Problem to solve:
From the entries below, output the line with "Target: white van" and each following line up to and including the line with "The response SHOULD mark one point per instance of the door", exactly as written.

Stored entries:
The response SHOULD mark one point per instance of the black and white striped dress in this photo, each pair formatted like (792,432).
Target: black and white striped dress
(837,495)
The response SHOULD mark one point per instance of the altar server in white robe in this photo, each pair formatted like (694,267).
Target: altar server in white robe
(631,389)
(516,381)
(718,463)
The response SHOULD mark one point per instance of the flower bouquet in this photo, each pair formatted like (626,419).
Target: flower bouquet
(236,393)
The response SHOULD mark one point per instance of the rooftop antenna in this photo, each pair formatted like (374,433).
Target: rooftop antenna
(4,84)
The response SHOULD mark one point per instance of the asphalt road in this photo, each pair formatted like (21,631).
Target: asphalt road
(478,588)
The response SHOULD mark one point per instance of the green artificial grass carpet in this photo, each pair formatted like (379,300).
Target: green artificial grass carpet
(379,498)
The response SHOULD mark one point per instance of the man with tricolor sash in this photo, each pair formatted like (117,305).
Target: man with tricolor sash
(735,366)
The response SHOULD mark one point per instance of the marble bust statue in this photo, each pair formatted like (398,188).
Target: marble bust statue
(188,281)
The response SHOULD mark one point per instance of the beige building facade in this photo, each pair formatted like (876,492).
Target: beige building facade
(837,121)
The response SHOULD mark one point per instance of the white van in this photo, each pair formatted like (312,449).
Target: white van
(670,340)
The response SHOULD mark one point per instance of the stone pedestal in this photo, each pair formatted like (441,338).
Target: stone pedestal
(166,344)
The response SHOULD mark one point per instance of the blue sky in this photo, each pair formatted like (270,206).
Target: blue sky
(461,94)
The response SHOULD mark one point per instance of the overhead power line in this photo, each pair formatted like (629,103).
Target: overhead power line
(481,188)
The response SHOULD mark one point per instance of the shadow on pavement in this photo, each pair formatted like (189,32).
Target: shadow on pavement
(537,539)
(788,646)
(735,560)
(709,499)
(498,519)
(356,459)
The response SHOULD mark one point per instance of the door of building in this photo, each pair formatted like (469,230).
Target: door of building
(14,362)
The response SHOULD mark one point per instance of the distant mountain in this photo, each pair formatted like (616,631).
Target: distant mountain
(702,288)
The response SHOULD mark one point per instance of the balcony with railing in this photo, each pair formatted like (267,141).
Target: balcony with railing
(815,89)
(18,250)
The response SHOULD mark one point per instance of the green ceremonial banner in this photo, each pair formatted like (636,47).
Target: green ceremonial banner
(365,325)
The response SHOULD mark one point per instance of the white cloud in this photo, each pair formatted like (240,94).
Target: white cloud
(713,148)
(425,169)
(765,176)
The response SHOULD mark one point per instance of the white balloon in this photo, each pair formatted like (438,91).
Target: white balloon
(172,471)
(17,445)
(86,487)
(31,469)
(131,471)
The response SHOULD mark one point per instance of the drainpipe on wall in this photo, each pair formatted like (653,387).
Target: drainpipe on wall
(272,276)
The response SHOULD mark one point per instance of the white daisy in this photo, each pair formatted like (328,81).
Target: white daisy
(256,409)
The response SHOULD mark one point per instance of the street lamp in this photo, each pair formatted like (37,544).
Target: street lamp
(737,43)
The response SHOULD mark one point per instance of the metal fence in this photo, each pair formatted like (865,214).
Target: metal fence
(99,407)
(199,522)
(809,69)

...

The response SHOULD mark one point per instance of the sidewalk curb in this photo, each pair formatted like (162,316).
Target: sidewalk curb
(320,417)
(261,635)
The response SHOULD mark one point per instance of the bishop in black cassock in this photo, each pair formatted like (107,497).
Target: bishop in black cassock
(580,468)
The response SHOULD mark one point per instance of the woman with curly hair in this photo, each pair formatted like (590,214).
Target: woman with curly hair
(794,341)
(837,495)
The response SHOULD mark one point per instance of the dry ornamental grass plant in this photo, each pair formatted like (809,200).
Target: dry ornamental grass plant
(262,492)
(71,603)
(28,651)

Response area:
Target: white van
(670,340)
The response SHOULD mark one point per instance of the stone pedestal in this photo, each pair formatted like (441,338).
Target: stone pedestal
(166,344)
The response SHOULD mark one point per instance of the blue sky in this photo, each pair formatted like (270,206).
Target: blue sky
(461,94)
The response SHOULD mark one point per instance of the overhead power line in this photo, each pair formatted like (629,103).
Target: overhead power line
(481,188)
The response SHOULD mark one point per instance of the shadow on pavement in this photo, each pair formatted like (189,32).
Target: shadow on pavement
(537,539)
(788,646)
(735,560)
(709,499)
(498,519)
(356,459)
The response SHOULD mark one point per instance of the door of building in this photo, each pair formatted like (469,230).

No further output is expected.